## Written request
Copy out each of the entries below with every "Wrap" changed to "Enclose". Leave everything else untouched.

## Dataset content

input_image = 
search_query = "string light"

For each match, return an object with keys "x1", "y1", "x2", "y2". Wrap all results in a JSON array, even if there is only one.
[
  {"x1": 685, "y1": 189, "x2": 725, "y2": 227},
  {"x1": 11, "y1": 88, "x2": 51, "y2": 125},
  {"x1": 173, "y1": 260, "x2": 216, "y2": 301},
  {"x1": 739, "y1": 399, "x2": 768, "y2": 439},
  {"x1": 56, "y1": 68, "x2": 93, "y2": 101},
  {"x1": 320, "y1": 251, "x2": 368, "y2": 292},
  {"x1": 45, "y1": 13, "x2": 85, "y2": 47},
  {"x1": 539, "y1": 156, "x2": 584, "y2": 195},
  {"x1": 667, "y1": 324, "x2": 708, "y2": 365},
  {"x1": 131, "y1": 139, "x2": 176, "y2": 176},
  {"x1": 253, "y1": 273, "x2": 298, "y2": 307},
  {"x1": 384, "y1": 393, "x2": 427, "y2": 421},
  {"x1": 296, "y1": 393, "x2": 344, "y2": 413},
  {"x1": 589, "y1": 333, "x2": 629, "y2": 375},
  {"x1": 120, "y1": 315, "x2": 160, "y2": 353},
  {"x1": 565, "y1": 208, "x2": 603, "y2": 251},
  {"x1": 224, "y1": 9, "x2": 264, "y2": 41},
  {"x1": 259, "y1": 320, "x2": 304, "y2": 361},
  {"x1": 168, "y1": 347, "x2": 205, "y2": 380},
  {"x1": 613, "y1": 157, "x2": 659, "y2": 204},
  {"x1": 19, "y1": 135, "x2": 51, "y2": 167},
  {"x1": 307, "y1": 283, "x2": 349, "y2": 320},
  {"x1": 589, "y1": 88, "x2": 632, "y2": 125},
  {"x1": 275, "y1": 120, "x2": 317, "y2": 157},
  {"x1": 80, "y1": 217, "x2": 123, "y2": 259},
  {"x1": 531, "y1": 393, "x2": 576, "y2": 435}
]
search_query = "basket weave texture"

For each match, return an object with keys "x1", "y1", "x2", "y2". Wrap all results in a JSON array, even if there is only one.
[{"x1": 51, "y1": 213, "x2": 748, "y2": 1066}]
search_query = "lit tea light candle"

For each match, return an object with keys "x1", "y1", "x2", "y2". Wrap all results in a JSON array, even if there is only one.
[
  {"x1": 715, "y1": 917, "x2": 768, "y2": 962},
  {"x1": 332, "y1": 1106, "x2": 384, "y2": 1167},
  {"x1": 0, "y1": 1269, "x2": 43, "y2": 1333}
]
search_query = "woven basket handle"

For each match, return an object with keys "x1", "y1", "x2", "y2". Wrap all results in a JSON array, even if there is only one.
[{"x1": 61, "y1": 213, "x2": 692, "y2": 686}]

## Solution to this task
input_image = 
search_query = "string light"

For each match, return an object with keys "x1", "y1", "x2", "y2". Enclose all results in a JSON array, even if there is only one.
[
  {"x1": 685, "y1": 189, "x2": 725, "y2": 227},
  {"x1": 11, "y1": 88, "x2": 51, "y2": 125},
  {"x1": 173, "y1": 260, "x2": 216, "y2": 301},
  {"x1": 739, "y1": 399, "x2": 768, "y2": 439},
  {"x1": 56, "y1": 68, "x2": 93, "y2": 101},
  {"x1": 320, "y1": 251, "x2": 368, "y2": 292},
  {"x1": 45, "y1": 13, "x2": 85, "y2": 47},
  {"x1": 539, "y1": 156, "x2": 584, "y2": 195},
  {"x1": 667, "y1": 324, "x2": 708, "y2": 365},
  {"x1": 131, "y1": 139, "x2": 176, "y2": 176},
  {"x1": 253, "y1": 273, "x2": 298, "y2": 307},
  {"x1": 384, "y1": 393, "x2": 427, "y2": 421},
  {"x1": 296, "y1": 393, "x2": 344, "y2": 413},
  {"x1": 589, "y1": 333, "x2": 629, "y2": 375},
  {"x1": 120, "y1": 315, "x2": 160, "y2": 353},
  {"x1": 565, "y1": 208, "x2": 603, "y2": 251},
  {"x1": 224, "y1": 9, "x2": 264, "y2": 41},
  {"x1": 259, "y1": 320, "x2": 304, "y2": 361},
  {"x1": 168, "y1": 347, "x2": 205, "y2": 380},
  {"x1": 613, "y1": 157, "x2": 659, "y2": 204},
  {"x1": 19, "y1": 135, "x2": 51, "y2": 167},
  {"x1": 307, "y1": 283, "x2": 349, "y2": 320},
  {"x1": 589, "y1": 88, "x2": 632, "y2": 125},
  {"x1": 275, "y1": 120, "x2": 317, "y2": 157},
  {"x1": 80, "y1": 217, "x2": 123, "y2": 259},
  {"x1": 531, "y1": 393, "x2": 576, "y2": 435}
]
search_query = "basket weave texture"

For each match, return an object with keys "x1", "y1", "x2", "y2". Enclose all results in a JSON array, even if there is only one.
[{"x1": 51, "y1": 213, "x2": 748, "y2": 1066}]
search_query = "lit tea light candle"

For each match, return an object with keys "x1", "y1", "x2", "y2". Enclose all results in a JSON array, even if there is only one.
[
  {"x1": 715, "y1": 917, "x2": 768, "y2": 962},
  {"x1": 332, "y1": 1106, "x2": 384, "y2": 1167},
  {"x1": 0, "y1": 1269, "x2": 43, "y2": 1333}
]
search_query = "woven basket handle"

For each match, return an object with keys "x1", "y1", "x2", "y2". Enclose all results in a JSON array, even if there is only one.
[{"x1": 61, "y1": 213, "x2": 692, "y2": 686}]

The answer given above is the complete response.